[Records from a data source]
----------------

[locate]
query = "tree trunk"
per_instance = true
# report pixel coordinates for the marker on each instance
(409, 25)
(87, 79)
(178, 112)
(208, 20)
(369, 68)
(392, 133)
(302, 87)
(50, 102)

----------------

THE PROBLEM. Put every line from all the records above into a numbered list, leaving out any blank lines.

WORKED SOLUTION.
1. [locate]
2. query = "tree trunk"
3. per_instance = true
4. # report pixel coordinates for the marker on each instance
5. (409, 25)
6. (87, 79)
7. (178, 112)
8. (208, 20)
9. (369, 68)
10. (392, 133)
11. (302, 87)
12. (50, 102)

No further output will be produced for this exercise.